[Source passage]:
The section below describes the payments and benefits that we would have made to our NEOs in connection with certain terminations of employment or certain corporate transactions like a change in control, if such events had occurred on December 31, 2014.

 

The form of option agreement under our Amended and Restated 2005 Stock Plan, or the 2005 Plan, provides that in the event an option holder is terminated by us without cause (as defined below) following a change in control (as defined below) or if the option holder incurs a constructive termination (as defined below) within 12 months following a change in control, any outstanding unvested options will accelerate in full as of the date of any such termination. Accordingly, if any of our named executive officers incurred a qualifying termination of employment following a change in control on December 31, 2014, all outstanding unvested options granted to them under our 2005 Plan would accelerate in full as of December 31, 2014, and such options would remain exercisable for the applicable post-termination exercise period set forth in their option grant documents.

 

For purposes of the standard form of option agreement under the 2005 Plan, “cause” generally means (1) a commission of a felony related to us or our business or any crime involving fraud or moral turpitude; (2) the attempted commission of, or participation in, a fraud against us; (3) the unauthorized use or disclosure of our confidential information or trade secrets; or (4) the participant’s willful failure to substantially perform his or her duties and responsibilities owed to us. For purposes of the standard form of option agreement under the 2005 Plan, “constructive termination” generally means (1) a substantial reduction in the participant’s duties or responsibilities in effect immediately prior to the effective time of a change in control; (2) a material reduction in a participant’s annual base salary as in effect on the closing date of the change in control or as increased thereafter; (3) any failure by us to continue in effect any benefit plan or program in which the participant was participating immediately prior to the effective time of a change in control or the taking of any action by us that would adversely affect a participant’s participation in or reduce benefits under any such plans or programs (provided, that a constructive termination will not be deemed to have occurred if we provide for the participation in benefit plans and programs that, taken as a whole, are comparable to those that were provided immediately prior to the change in control); (4) a relocation of the participant’s business office to a location more than 50 miles from the location at which the participant performed his or her duties as of the effective time of the change in control; or (5) a material breach by us of any provision of any material agreement between the participant and us concerning the terms and conditions of the participant’s employment.

 

The change in control form of option grant notice and agreement under the 2014 Plan provides that in the event of a change in control (as defined in the 2014 Plan), (1) if at the time of the change in control, a participant’s outstanding option is assumed, continued or otherwise substituted in the change in control transaction and the participant’s employment is involuntarily terminated by us or our successor corporation without cause or due to a constructive termination within twelve (12) months following the closing of such change in control transaction, the vesting and exercisability of the unvested portion of the participant’s option will accelerate in full on the date of such termination, and/or (2) if a participant’s outstanding option is not assumed, continued or otherwise substituted in the change in control transaction, the unvested portion of the participant’s option will vest and become exercisable as of immediately prior to the closing of the change in control transaction.

 

On October 21, 2014, our compensation committee approved a form of change in control severance agreement, or the Change in Control Severance Agreement. Each of our executive officers, including each of our named executive officers, entered into a Change in Control Severance Agreement on November 13, 2014.

[Questions]:
a - Answer these questions using the passage on executive termination benefits:
(i) On what date are the termination or change-in-control events assumed to have occurred?
(ii) Under the 2005 Plan, how far must a participant's business office be relocated to count as a constructive termination?
(iii) On what date did the executive officers enter into the Change in Control Severance Agreement?
b - Extend the passage on executive termination benefits by writing two or three sentences that follow on from its final sentence.
The items that come after this passage have no connection to it.

[Supplied entries]:
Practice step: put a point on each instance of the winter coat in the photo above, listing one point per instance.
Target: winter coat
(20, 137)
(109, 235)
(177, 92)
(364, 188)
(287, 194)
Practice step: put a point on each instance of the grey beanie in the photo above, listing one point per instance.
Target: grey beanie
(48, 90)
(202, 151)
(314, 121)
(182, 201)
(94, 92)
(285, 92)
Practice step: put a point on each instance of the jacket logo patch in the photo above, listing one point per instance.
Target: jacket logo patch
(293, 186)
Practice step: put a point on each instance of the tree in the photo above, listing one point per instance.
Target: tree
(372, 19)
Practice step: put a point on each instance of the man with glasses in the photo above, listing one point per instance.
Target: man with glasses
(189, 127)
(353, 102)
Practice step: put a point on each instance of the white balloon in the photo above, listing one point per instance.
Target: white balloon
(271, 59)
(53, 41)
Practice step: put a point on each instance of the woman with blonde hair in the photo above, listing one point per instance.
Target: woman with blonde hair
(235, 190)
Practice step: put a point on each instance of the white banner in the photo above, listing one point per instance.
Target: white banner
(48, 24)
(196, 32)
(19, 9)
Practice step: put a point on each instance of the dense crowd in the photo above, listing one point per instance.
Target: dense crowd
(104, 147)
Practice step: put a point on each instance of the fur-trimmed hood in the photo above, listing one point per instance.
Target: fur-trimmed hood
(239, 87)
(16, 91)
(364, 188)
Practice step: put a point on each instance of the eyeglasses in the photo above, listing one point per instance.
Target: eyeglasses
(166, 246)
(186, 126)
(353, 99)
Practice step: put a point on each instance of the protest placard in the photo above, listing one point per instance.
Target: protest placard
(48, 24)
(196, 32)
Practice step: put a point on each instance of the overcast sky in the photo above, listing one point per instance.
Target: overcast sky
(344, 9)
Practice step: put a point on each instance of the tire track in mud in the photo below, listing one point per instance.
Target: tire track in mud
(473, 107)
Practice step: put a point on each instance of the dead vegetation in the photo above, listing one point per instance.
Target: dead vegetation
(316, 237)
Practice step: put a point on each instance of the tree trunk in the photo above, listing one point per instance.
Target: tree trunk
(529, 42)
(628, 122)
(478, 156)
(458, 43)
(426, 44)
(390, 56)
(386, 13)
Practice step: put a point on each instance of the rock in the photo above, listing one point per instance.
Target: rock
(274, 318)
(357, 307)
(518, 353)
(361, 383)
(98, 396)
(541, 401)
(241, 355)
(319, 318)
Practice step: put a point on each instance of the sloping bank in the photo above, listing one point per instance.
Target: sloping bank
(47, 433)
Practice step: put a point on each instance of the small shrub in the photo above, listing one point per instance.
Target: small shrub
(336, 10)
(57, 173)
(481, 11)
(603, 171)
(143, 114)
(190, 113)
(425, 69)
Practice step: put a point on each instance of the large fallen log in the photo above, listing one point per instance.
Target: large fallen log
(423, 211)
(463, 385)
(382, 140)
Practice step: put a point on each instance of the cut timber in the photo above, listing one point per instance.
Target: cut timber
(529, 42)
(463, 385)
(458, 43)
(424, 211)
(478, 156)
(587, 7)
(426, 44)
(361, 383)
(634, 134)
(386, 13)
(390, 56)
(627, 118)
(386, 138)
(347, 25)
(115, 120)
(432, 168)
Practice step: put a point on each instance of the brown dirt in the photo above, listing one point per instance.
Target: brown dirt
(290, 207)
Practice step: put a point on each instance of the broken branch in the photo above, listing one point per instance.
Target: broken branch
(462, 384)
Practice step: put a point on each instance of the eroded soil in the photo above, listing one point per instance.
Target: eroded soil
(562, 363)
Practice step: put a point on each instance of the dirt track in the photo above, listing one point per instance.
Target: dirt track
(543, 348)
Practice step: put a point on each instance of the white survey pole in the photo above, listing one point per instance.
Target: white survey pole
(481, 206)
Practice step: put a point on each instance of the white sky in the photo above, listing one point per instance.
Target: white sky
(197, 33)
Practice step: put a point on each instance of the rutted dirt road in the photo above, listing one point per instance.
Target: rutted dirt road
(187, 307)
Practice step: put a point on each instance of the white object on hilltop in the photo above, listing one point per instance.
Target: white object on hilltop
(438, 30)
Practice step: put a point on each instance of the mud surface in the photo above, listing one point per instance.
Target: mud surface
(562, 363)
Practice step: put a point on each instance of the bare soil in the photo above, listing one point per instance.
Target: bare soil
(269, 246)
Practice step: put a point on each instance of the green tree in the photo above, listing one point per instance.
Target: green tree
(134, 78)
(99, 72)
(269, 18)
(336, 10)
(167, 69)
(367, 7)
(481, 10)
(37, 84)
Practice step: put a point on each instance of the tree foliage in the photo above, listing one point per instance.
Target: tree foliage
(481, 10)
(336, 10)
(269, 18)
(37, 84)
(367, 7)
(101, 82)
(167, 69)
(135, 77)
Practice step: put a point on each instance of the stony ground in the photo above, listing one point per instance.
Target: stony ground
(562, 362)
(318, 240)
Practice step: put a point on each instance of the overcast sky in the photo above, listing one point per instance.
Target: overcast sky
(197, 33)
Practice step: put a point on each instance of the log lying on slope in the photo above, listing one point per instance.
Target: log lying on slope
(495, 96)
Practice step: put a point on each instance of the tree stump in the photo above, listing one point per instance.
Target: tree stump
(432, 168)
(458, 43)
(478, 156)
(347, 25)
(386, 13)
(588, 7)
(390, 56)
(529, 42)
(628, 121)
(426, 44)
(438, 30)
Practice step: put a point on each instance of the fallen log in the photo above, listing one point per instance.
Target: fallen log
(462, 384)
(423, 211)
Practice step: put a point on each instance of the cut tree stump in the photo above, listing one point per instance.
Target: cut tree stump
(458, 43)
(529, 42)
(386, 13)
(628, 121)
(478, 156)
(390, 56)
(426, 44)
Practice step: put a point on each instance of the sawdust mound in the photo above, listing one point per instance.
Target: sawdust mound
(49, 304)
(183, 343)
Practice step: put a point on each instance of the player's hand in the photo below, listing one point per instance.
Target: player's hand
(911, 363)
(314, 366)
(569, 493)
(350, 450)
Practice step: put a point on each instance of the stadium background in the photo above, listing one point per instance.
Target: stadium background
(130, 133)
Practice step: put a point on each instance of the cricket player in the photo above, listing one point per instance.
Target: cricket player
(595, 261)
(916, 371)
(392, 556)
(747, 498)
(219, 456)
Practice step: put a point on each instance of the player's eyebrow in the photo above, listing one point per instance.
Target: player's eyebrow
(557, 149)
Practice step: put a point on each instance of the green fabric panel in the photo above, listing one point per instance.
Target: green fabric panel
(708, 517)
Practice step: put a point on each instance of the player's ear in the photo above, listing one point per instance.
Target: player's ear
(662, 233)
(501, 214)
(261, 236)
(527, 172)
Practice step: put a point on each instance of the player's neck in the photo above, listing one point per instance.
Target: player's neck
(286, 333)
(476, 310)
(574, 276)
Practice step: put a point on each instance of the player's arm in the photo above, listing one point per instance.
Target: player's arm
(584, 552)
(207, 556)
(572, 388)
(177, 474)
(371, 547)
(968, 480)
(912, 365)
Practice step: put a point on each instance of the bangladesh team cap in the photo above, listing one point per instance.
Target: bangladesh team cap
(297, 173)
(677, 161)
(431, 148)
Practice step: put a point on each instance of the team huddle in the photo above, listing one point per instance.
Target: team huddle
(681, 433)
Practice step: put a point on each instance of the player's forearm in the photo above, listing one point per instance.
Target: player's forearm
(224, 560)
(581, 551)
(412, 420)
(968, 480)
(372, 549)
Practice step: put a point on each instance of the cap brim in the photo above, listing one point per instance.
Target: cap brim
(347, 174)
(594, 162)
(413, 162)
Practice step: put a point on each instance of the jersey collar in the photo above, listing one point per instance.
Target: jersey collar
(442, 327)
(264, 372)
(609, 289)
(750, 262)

[List of answers]:
a -
(i) December 31, 2014
(ii) More than 50 miles from where the participant worked as of the effective time of the change in control
(iii) November 13, 2014

b -
 

Under the terms of the Change in Control Severance Agreement, if an executive’s employment is terminated by us without cause and other than due to death or disability or the executive resigns for good reason, in either case, in connection with or within eighteen (18) months following the effective date of a change in control (as defined in the Change in Control Severance Agreement), subject to the executive’s timely execution (and

 

29


non-revocation) of a release of claims within sixty (60) days following the date of such termination, the executive will be entitled to the following severance benefits: (1) cash severance equal to either twelve (12), eighteen (18) or twenty-four (24) months of the executive’s base salary then in effect (with the applicable multiplier, that is, twelve, eighteen or twenty-four, varying depending on the executive), payable in a either a lump sum or over the twelve (12), eighteen (18) or twenty-four (24) month period, as applicable, following the date of termination (with the applicable multiplier varying depending on the executive), with such payment to be made (or to commence, as applicable) within five (5) days following the date on which the release becomes effective; (2) subject to the executive’s timely election of continuation coverage under the Consolidated Omnibus Budget Reconciliation Act of 1985, as amended, or another state law equivalent (COBRA), payment by us of COBRA premiums for the executive and his or her eligible dependents for a period of up to eighteen (18) months following the date of the executive’s termination; and (3) all outstanding stock options held by the executive will become fully vested and exercisable as of immediately prior to the date of executive’s termination of employment. With respect to the cash severance benefits payable to our named executive officers under the Change in Control Severance Agreements, the applicable severance multiplier is 24 for Thomas Neff, and 18 for each of Frank Valone and K. Peony Yu, respectively, and the cash severance will be paid in installments over the applicable 24 month or 18 month severance period for each of our named executive officers. Notwithstanding the foregoing, to the extent that an executive would be entitled to a greater level of severance benefits under the terms and conditions of a severance plan or policy provided by us or our successor to other FibroGen, Inc. employees being terminated in connection with or within twelve (12) months following a change in control but for the existence of the Change in Control Severance Agreement, the executive will be entitled to receive the greater of the severance benefits provided under such plan or policy or the severance benefits provided under the Change in Control Severance Agreement.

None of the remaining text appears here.